- Directions -
As written and without pictures, set down the lines from the one that contains "If you could pin the concrete support" through the end of the data.

··········

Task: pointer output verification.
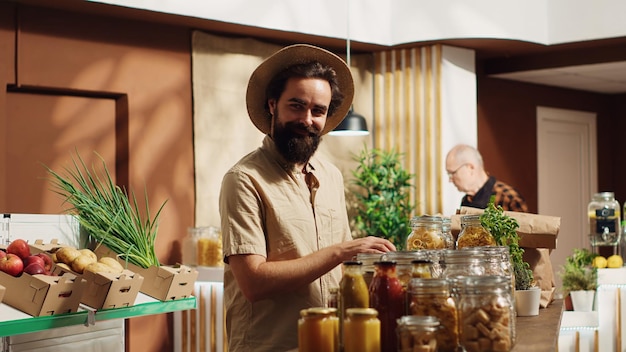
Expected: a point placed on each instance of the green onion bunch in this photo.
(107, 213)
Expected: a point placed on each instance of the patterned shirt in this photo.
(269, 208)
(506, 197)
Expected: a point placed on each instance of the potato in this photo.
(67, 255)
(112, 263)
(89, 252)
(97, 267)
(80, 262)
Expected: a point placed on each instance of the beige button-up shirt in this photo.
(268, 208)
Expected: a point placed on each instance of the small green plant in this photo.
(504, 230)
(382, 196)
(578, 272)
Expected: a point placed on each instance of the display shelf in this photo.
(15, 322)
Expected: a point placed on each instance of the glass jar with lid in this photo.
(361, 330)
(403, 260)
(318, 330)
(431, 297)
(485, 314)
(388, 297)
(417, 333)
(604, 223)
(446, 230)
(473, 234)
(425, 233)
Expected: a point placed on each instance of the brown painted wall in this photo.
(89, 83)
(507, 131)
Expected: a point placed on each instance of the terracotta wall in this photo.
(507, 131)
(87, 83)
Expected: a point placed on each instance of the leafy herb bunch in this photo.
(384, 208)
(504, 230)
(578, 273)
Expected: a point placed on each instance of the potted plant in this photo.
(580, 279)
(382, 195)
(504, 230)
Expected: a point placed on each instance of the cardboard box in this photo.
(165, 282)
(108, 290)
(40, 295)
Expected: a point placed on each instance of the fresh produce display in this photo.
(109, 214)
(81, 260)
(18, 259)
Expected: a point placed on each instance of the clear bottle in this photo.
(485, 313)
(388, 297)
(604, 223)
(425, 233)
(318, 330)
(361, 330)
(473, 234)
(431, 297)
(417, 333)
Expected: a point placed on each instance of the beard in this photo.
(292, 144)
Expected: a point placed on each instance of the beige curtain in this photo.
(407, 115)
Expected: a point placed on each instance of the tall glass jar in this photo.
(318, 330)
(485, 313)
(473, 234)
(361, 330)
(417, 333)
(353, 292)
(387, 296)
(446, 230)
(604, 223)
(431, 297)
(425, 233)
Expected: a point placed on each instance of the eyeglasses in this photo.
(451, 174)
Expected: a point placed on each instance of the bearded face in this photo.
(295, 142)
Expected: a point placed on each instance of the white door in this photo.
(567, 176)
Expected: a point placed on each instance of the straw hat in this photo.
(284, 58)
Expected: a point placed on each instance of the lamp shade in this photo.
(352, 125)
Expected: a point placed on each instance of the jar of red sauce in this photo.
(387, 296)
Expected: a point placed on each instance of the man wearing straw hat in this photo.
(283, 213)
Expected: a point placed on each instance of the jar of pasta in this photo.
(431, 297)
(473, 234)
(425, 233)
(485, 313)
(361, 330)
(318, 330)
(417, 333)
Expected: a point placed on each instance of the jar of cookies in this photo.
(417, 333)
(431, 297)
(485, 314)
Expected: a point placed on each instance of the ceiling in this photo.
(607, 78)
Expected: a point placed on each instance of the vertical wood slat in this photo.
(408, 118)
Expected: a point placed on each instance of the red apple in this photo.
(12, 264)
(19, 247)
(34, 268)
(47, 261)
(34, 259)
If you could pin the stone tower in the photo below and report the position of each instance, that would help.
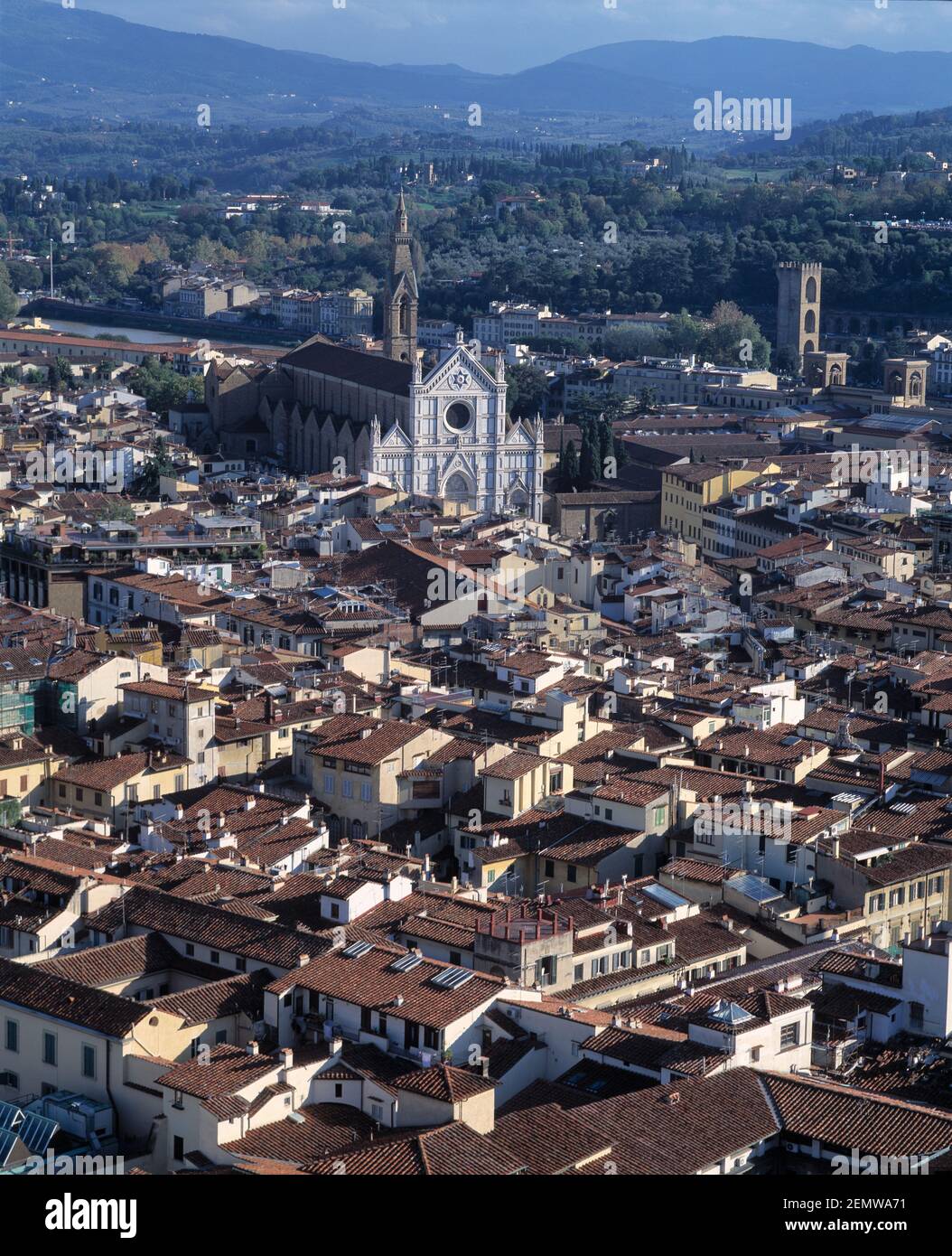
(904, 380)
(826, 370)
(401, 298)
(799, 306)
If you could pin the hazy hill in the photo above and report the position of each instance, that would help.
(55, 61)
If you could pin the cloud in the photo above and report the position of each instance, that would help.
(505, 35)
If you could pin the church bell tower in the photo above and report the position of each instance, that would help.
(401, 299)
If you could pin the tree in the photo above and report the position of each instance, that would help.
(157, 464)
(588, 461)
(527, 392)
(117, 509)
(9, 302)
(163, 387)
(569, 469)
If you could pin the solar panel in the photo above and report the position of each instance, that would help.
(8, 1140)
(38, 1132)
(451, 979)
(729, 1013)
(665, 895)
(755, 887)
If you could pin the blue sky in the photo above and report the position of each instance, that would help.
(504, 35)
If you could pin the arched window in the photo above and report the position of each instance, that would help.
(457, 489)
(459, 416)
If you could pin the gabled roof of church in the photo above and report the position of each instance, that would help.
(352, 364)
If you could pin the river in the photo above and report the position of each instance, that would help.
(142, 335)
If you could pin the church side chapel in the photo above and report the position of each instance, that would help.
(441, 435)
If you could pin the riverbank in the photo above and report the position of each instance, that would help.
(98, 319)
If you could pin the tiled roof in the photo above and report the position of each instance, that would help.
(444, 1083)
(226, 1070)
(451, 1149)
(370, 981)
(211, 926)
(317, 1130)
(51, 995)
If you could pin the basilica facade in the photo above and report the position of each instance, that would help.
(437, 434)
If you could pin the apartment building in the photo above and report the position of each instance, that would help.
(688, 490)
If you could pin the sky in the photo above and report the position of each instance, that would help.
(509, 35)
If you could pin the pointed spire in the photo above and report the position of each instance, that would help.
(401, 219)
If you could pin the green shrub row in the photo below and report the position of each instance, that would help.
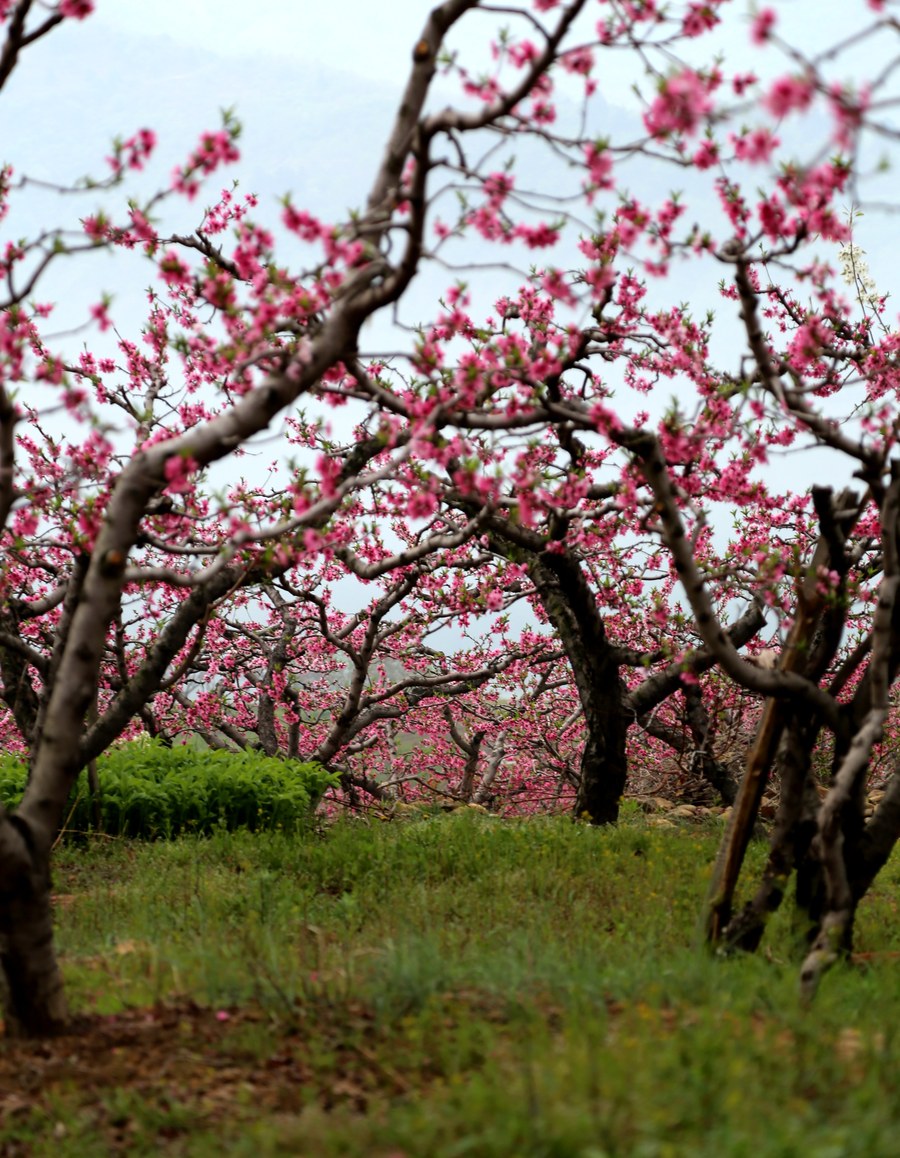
(151, 791)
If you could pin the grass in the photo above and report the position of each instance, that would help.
(447, 987)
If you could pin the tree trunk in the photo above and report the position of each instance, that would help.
(572, 610)
(33, 995)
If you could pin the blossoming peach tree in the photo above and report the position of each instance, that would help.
(569, 437)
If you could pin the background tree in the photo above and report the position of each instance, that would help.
(127, 517)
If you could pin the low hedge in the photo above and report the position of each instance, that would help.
(151, 791)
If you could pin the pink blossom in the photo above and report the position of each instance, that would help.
(681, 104)
(100, 315)
(789, 93)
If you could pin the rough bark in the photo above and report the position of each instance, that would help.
(572, 610)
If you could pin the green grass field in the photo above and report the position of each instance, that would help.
(447, 987)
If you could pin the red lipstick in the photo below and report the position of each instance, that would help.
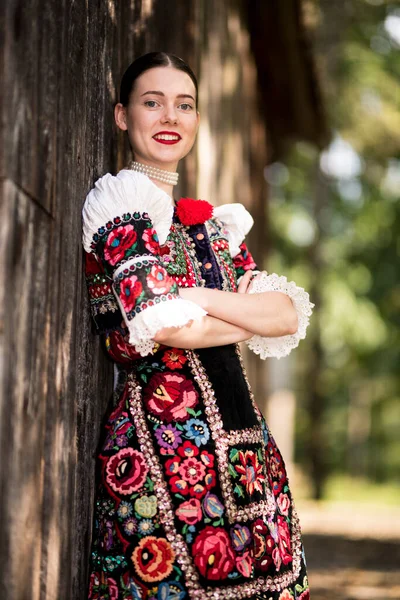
(167, 137)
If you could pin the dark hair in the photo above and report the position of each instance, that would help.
(149, 61)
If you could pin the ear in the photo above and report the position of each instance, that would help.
(120, 116)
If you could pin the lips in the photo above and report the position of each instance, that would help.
(167, 137)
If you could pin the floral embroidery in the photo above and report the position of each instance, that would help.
(158, 280)
(190, 511)
(130, 526)
(197, 431)
(250, 471)
(191, 471)
(150, 239)
(125, 510)
(169, 396)
(153, 558)
(120, 243)
(275, 468)
(168, 437)
(212, 506)
(283, 502)
(245, 564)
(126, 471)
(130, 291)
(213, 554)
(241, 536)
(174, 358)
(185, 501)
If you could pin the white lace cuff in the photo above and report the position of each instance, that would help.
(281, 346)
(172, 313)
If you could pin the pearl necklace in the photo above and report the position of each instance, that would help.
(154, 172)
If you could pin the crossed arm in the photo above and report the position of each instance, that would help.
(232, 317)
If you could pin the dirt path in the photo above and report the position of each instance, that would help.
(352, 555)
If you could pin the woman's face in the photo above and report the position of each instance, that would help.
(161, 117)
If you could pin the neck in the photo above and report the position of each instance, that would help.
(162, 178)
(166, 187)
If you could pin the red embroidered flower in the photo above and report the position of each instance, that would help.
(153, 558)
(174, 358)
(212, 553)
(244, 259)
(285, 546)
(118, 242)
(150, 238)
(275, 468)
(190, 511)
(244, 564)
(158, 280)
(192, 470)
(130, 290)
(264, 545)
(126, 471)
(193, 212)
(283, 502)
(250, 471)
(169, 395)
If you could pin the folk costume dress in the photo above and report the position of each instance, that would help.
(192, 497)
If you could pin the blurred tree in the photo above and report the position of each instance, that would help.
(336, 222)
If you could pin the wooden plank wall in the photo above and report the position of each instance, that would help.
(61, 63)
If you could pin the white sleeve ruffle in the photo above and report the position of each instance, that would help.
(176, 312)
(128, 191)
(281, 346)
(238, 222)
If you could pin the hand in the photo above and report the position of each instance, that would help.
(243, 286)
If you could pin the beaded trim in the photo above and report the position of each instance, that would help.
(222, 439)
(132, 264)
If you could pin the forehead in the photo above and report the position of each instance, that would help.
(164, 79)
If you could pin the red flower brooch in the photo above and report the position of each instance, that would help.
(193, 212)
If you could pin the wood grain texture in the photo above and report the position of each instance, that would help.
(61, 66)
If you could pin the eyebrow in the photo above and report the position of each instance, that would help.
(157, 93)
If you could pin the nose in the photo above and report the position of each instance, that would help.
(170, 115)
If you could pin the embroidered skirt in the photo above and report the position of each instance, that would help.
(192, 496)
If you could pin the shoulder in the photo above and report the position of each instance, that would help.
(237, 221)
(127, 192)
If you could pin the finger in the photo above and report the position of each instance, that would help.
(244, 282)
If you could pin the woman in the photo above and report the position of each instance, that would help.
(192, 496)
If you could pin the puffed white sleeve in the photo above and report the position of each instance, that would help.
(125, 220)
(281, 346)
(238, 222)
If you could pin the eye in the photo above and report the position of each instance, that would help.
(185, 106)
(151, 103)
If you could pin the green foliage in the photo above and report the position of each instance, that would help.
(339, 237)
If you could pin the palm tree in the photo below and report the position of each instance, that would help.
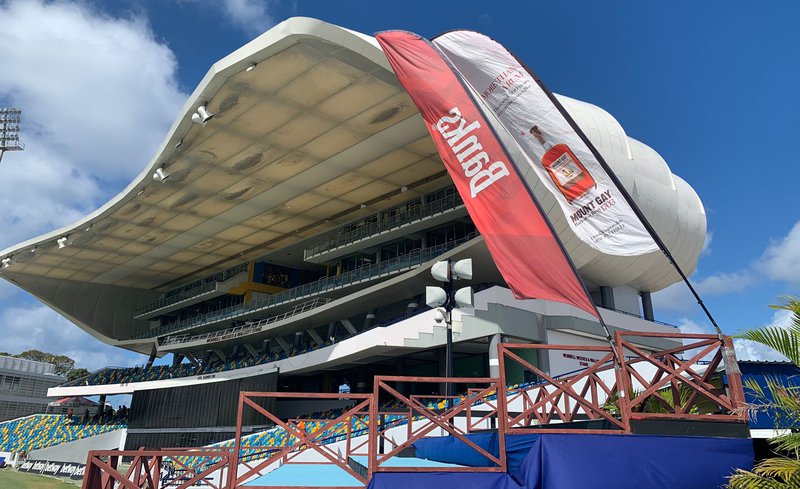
(783, 401)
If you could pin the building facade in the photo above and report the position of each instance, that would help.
(24, 385)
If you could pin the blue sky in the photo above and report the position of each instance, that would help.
(711, 86)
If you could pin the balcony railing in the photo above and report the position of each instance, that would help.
(209, 285)
(245, 329)
(370, 226)
(361, 274)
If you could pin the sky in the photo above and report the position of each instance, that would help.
(709, 85)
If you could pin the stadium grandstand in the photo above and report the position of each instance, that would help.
(23, 386)
(281, 240)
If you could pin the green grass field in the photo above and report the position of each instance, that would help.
(10, 478)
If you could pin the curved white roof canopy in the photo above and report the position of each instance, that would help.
(316, 133)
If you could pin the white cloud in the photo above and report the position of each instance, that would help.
(41, 328)
(781, 259)
(97, 93)
(707, 244)
(677, 297)
(252, 16)
(745, 349)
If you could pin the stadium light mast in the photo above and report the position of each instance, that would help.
(10, 120)
(445, 299)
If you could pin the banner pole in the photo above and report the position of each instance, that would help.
(513, 163)
(628, 198)
(728, 353)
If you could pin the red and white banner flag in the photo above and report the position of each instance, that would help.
(563, 161)
(518, 235)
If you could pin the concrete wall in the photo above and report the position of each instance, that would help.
(76, 451)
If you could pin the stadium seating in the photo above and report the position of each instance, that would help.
(120, 375)
(46, 430)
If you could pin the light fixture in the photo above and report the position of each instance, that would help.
(10, 120)
(202, 116)
(160, 175)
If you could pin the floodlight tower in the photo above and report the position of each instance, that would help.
(448, 298)
(10, 120)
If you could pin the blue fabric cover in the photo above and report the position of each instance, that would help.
(556, 461)
(441, 480)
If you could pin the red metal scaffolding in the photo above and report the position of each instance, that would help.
(607, 396)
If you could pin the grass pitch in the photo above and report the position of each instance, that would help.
(10, 478)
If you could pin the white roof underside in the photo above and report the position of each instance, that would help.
(318, 134)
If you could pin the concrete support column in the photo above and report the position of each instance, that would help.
(316, 337)
(441, 363)
(413, 305)
(494, 358)
(348, 326)
(400, 369)
(647, 306)
(152, 357)
(282, 343)
(607, 297)
(332, 331)
(369, 320)
(192, 360)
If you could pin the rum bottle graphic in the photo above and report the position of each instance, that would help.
(564, 168)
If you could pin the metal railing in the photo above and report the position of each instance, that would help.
(192, 292)
(361, 274)
(374, 224)
(245, 329)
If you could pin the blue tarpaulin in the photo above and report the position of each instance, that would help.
(567, 461)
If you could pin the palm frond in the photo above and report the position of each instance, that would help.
(743, 479)
(789, 442)
(784, 341)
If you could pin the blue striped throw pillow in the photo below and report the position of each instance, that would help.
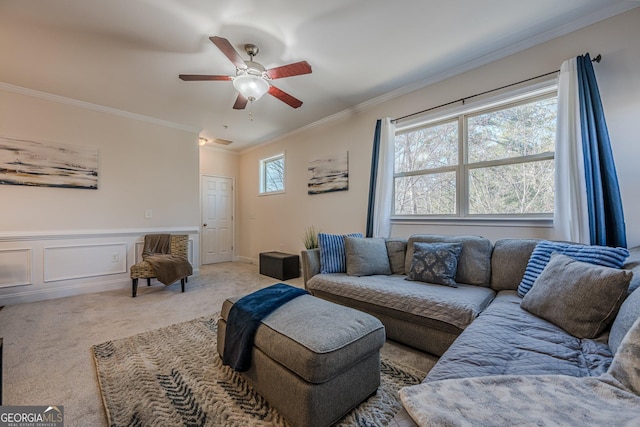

··········

- Exercise answer -
If you could pin the concrete support column in the photo above and report the position of each instance, that would help.
(316, 337)
(441, 363)
(413, 305)
(494, 358)
(348, 326)
(400, 369)
(647, 306)
(152, 357)
(282, 343)
(607, 297)
(332, 331)
(369, 320)
(192, 360)
If you could pin the rum bottle graphic in the photo above and report the position of each instance, that would help.
(564, 168)
If you could pin the metal railing in the photo above and report the position of each instance, that would help.
(192, 292)
(361, 274)
(374, 224)
(245, 329)
If you could pin the blue tarpaulin in the photo above and report the position of each instance, that would help.
(567, 461)
If you could pin the palm frond in the photo above and report the position of each instance, that would help.
(743, 479)
(789, 442)
(784, 341)
If you could pin the blue striped throw pillow in the photo below and report the position of each instance, that would help.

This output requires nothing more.